The problem: Pick out each line of the records below that contains the word "shirt" and copy those lines.

☆ ☆ ☆ ☆ ☆

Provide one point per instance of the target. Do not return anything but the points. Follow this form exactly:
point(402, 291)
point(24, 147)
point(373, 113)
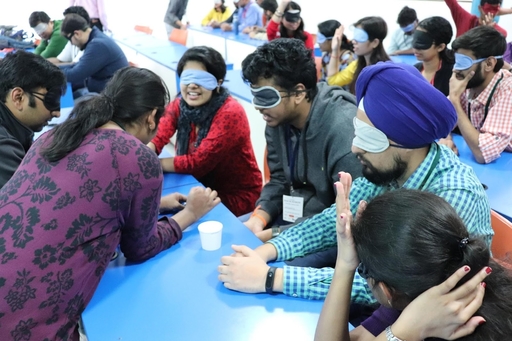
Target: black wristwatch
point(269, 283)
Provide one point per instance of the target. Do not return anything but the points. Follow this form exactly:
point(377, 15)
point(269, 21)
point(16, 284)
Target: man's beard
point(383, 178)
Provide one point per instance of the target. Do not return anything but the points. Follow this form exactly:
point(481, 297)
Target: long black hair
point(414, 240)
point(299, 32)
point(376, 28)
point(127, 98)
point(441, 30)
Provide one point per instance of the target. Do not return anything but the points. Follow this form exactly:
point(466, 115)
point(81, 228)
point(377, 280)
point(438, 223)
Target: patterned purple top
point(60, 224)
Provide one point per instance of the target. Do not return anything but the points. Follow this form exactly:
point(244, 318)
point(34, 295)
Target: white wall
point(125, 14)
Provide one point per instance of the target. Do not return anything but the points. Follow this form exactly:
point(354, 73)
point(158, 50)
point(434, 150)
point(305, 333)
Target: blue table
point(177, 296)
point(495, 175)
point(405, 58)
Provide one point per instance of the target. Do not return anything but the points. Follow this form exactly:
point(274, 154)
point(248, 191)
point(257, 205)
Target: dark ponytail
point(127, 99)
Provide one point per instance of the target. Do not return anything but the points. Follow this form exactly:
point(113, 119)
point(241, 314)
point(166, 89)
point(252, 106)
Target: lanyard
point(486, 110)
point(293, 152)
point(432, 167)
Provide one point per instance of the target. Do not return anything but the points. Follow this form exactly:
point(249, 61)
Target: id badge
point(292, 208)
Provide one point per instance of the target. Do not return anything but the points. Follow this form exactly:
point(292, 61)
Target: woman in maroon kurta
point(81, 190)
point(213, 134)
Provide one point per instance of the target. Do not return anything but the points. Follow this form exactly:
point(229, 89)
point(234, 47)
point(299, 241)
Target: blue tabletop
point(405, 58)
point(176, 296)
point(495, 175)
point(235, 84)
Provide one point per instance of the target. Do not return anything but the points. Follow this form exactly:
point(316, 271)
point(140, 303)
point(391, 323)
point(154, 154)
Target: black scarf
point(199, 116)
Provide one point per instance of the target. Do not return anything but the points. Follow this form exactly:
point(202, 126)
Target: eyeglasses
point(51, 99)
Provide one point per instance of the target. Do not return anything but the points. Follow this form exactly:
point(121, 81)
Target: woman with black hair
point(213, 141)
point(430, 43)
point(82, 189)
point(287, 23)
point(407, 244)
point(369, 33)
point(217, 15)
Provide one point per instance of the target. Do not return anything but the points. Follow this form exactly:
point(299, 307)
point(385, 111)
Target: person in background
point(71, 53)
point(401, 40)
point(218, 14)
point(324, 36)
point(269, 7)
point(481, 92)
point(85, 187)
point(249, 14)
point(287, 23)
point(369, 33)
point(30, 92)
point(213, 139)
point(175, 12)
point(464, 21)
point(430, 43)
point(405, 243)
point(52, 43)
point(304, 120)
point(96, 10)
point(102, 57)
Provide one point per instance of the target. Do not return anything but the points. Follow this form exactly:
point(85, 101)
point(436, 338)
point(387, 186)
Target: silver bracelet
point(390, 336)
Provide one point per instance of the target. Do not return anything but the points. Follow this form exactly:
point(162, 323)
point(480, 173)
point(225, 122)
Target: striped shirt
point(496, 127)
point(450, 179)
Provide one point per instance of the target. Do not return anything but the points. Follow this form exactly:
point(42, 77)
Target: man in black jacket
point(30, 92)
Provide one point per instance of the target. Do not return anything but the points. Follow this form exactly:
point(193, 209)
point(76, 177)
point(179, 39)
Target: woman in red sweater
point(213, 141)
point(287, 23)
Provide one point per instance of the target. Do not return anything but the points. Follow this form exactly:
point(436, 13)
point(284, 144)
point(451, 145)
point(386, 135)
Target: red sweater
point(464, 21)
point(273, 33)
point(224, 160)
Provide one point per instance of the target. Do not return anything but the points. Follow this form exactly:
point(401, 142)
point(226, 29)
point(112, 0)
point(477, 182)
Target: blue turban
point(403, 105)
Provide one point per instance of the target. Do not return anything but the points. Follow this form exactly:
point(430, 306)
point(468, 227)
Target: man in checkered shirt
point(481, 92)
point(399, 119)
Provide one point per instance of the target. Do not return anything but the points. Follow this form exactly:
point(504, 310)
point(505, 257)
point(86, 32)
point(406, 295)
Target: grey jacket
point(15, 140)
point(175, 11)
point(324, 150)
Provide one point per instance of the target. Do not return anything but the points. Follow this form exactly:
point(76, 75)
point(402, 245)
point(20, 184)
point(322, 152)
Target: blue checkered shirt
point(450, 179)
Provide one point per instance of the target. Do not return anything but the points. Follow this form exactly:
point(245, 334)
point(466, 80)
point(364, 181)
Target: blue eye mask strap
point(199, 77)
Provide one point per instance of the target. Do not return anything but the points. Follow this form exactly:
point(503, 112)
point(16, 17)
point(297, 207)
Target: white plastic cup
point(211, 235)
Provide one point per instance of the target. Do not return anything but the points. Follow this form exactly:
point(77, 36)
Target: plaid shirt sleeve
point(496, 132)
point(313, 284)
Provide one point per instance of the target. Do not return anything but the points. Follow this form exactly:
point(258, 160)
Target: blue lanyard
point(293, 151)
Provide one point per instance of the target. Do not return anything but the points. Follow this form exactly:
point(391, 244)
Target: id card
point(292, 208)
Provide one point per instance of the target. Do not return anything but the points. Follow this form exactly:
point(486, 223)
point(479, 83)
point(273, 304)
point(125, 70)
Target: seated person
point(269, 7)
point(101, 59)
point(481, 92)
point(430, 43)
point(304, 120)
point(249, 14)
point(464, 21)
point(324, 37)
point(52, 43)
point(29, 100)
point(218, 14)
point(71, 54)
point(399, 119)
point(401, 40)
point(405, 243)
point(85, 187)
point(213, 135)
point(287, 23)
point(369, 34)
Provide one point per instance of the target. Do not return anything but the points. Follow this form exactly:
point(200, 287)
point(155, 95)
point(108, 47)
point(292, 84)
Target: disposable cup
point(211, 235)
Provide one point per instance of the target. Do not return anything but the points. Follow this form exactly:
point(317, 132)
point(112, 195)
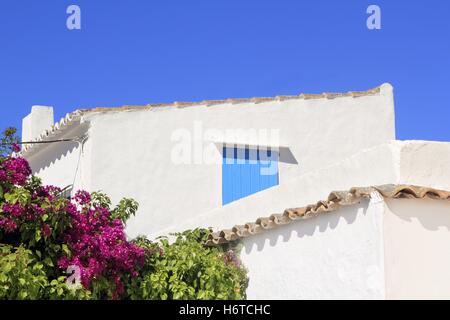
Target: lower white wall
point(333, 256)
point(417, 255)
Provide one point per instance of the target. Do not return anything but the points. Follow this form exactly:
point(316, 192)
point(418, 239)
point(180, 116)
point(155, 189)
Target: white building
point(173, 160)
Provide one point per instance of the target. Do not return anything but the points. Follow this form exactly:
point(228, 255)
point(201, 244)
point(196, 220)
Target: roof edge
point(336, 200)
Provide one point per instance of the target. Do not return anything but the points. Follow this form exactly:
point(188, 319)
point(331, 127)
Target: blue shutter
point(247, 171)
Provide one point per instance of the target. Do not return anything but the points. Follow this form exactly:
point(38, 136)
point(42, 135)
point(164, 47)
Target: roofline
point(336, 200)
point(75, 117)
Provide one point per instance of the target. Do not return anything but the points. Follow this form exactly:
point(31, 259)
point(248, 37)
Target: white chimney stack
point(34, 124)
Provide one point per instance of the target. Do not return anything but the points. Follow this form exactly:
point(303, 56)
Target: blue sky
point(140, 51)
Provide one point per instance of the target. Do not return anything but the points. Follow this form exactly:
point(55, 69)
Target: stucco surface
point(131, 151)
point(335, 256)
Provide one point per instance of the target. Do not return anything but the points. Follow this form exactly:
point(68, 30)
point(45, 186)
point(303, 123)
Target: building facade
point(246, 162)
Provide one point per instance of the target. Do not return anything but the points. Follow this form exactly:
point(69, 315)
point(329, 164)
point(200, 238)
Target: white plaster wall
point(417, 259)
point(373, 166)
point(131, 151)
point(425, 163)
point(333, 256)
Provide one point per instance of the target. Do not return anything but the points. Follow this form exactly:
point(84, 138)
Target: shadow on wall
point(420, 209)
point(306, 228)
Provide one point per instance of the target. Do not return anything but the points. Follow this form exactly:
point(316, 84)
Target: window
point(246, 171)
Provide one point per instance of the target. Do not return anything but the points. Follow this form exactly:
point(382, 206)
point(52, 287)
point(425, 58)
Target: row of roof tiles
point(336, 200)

☆ ☆ ☆ ☆ ☆

Written answer:
Target: striped shirt
Target: man in checkered shirt
Target: blue checkered shirt
Target: plaid shirt sleeve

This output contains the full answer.